→ **Prompt**:
Reproduce the rows below verbatim, starting with their first line and ending with the line containing "left=188, top=97, right=299, bottom=146", both included.

+ + + +

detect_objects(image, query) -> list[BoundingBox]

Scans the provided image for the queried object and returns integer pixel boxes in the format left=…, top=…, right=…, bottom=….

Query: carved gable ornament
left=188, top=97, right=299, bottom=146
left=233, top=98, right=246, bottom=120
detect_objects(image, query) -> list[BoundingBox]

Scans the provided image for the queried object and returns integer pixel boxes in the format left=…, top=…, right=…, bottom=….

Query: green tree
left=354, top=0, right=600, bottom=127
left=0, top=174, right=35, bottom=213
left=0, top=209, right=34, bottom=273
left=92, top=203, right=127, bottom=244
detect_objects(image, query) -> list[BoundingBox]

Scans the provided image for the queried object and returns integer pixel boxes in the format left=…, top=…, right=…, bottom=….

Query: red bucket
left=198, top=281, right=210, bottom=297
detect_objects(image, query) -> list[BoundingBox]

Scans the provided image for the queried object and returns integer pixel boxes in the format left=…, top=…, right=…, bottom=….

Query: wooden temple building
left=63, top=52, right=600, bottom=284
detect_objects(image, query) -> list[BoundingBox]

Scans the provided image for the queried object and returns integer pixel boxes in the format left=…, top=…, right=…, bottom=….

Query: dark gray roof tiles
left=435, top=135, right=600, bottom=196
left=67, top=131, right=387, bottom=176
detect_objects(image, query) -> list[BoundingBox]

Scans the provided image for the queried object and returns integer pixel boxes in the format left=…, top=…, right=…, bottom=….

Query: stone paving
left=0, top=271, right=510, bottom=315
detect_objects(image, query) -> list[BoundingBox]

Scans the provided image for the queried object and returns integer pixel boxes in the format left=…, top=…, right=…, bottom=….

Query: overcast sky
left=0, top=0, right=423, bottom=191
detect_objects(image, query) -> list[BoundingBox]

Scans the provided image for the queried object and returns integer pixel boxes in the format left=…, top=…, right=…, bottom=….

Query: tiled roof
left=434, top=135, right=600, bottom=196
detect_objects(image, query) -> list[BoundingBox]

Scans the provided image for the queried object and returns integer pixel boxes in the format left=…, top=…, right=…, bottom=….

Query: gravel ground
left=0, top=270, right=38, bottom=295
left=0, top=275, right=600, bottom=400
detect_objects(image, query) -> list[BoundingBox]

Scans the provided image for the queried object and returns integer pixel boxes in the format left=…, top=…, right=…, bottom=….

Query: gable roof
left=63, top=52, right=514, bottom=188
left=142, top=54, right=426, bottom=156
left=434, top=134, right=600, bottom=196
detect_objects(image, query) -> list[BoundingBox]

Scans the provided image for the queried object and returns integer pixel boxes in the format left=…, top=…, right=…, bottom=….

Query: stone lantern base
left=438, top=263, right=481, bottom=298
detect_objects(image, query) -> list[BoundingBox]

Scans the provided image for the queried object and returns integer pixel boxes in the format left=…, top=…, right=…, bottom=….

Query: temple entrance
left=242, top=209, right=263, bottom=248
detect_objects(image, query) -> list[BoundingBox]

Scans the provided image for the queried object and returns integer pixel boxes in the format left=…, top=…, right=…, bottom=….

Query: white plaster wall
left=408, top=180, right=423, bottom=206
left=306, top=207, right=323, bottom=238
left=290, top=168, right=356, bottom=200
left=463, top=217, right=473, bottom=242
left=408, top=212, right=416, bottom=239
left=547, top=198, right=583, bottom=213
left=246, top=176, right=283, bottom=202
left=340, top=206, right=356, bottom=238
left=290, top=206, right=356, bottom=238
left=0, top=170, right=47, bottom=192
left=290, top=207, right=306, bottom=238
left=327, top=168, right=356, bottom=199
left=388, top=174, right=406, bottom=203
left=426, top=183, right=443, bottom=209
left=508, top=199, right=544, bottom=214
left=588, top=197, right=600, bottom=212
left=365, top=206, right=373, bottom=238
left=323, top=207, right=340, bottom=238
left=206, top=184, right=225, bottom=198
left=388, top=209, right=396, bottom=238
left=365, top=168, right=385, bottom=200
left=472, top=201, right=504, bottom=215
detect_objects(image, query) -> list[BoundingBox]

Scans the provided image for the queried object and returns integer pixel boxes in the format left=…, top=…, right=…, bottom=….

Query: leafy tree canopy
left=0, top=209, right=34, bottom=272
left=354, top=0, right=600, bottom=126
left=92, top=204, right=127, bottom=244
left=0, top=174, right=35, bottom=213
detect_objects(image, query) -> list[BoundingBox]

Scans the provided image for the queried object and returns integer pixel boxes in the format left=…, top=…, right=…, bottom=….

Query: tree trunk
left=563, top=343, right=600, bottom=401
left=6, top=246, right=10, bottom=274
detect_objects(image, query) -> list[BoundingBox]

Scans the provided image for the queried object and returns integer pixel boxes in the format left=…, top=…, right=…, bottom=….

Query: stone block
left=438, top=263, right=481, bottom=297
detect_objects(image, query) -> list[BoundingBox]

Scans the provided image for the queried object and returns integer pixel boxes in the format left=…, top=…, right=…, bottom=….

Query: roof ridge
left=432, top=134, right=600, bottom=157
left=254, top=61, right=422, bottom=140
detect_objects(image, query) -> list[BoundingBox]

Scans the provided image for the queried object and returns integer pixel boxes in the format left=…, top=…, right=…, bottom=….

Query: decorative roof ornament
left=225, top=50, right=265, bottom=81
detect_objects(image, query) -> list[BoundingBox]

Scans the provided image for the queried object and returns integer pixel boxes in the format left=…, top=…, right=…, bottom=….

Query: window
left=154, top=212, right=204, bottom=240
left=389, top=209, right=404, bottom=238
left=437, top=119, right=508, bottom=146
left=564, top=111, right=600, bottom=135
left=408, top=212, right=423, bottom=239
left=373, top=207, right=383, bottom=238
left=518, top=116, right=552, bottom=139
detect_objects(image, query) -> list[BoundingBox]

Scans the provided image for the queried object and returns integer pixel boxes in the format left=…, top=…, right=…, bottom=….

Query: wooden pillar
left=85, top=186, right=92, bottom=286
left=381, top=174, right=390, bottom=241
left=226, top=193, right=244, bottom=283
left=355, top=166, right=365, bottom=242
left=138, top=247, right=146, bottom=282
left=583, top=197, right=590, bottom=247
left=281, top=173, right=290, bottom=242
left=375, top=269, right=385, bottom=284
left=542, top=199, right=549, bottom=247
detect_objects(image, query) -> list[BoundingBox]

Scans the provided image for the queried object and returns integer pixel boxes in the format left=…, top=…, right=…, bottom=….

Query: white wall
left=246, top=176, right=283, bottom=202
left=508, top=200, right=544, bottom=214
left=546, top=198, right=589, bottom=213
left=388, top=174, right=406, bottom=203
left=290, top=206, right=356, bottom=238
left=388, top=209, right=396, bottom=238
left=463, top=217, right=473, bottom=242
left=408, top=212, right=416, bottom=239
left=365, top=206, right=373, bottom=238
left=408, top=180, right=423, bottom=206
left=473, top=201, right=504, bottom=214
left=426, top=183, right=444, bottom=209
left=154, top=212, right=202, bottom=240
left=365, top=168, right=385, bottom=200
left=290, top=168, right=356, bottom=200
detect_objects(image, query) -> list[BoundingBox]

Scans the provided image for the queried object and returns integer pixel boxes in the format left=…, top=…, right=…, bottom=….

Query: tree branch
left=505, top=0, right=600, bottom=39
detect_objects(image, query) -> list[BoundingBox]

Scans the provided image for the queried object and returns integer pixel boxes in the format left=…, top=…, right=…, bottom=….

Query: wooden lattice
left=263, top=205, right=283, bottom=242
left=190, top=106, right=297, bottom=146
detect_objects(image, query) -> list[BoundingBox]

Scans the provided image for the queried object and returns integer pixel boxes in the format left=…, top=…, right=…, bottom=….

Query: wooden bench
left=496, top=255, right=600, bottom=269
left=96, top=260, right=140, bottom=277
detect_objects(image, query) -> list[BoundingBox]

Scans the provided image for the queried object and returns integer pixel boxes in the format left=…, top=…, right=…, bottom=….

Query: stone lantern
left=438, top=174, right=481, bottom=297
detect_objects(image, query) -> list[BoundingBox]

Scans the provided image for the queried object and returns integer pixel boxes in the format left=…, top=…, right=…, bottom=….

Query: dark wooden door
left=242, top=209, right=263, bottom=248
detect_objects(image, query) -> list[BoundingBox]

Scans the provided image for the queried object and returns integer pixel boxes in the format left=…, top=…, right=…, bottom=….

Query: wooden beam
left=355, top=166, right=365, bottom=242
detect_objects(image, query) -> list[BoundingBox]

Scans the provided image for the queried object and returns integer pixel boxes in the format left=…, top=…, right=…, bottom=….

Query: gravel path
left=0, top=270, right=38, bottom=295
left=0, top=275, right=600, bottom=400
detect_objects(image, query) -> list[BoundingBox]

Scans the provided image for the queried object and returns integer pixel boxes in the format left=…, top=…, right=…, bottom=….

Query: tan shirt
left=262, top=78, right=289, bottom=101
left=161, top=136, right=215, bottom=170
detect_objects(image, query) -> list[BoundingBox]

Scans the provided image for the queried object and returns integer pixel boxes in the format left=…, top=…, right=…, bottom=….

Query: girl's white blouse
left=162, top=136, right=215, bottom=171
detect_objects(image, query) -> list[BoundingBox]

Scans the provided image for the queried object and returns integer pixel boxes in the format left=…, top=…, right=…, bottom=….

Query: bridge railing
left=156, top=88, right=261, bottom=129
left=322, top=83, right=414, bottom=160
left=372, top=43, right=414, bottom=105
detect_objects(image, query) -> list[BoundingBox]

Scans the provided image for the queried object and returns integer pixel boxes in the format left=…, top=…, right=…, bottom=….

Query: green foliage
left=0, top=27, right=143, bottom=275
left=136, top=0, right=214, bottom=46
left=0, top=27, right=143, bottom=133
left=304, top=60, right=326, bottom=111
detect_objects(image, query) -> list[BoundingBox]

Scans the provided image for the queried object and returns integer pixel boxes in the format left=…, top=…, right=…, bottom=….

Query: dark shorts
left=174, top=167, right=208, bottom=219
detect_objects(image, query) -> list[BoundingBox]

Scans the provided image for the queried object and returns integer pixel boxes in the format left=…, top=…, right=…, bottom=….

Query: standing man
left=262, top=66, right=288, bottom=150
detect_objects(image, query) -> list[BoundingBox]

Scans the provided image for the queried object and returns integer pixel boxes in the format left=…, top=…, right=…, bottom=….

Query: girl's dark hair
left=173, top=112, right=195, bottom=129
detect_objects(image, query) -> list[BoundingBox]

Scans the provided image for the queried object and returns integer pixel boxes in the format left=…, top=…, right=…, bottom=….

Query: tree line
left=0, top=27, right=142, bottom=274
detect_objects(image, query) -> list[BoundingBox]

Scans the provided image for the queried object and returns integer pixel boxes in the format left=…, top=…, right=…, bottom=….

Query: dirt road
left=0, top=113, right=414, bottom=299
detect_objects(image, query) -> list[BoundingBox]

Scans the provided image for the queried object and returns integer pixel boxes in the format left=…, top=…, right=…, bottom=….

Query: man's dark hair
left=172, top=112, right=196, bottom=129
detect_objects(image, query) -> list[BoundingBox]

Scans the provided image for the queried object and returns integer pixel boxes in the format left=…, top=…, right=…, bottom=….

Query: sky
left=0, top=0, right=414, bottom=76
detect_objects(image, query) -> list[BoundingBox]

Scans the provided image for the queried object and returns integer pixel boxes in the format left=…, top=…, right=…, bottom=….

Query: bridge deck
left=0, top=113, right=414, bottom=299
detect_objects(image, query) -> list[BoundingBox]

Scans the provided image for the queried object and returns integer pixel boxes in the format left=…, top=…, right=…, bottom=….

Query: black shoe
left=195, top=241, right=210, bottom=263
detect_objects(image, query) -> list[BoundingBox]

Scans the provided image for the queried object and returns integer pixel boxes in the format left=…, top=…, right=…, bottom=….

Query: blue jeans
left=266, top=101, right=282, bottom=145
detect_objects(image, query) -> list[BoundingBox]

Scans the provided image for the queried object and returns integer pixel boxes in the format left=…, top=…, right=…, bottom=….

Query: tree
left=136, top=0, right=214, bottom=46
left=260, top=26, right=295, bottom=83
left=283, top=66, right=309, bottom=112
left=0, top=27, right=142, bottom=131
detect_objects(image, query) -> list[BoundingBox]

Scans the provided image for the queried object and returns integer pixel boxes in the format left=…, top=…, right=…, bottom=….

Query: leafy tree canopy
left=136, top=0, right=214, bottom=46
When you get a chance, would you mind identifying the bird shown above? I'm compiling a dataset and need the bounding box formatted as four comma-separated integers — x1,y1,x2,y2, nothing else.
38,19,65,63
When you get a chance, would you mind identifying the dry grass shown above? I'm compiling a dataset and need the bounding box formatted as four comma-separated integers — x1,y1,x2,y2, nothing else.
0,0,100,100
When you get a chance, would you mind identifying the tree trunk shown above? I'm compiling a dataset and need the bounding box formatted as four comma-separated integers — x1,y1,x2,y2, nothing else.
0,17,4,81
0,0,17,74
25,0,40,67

+ + + +

→ **Response to the exercise**:
detect_objects(image, query) -> list[BoundingBox]

Scans the provided image for the queried object and returns integer pixel boxes in the format left=…, top=…, right=…, bottom=….

Query: carved gable ornament
left=188, top=97, right=299, bottom=146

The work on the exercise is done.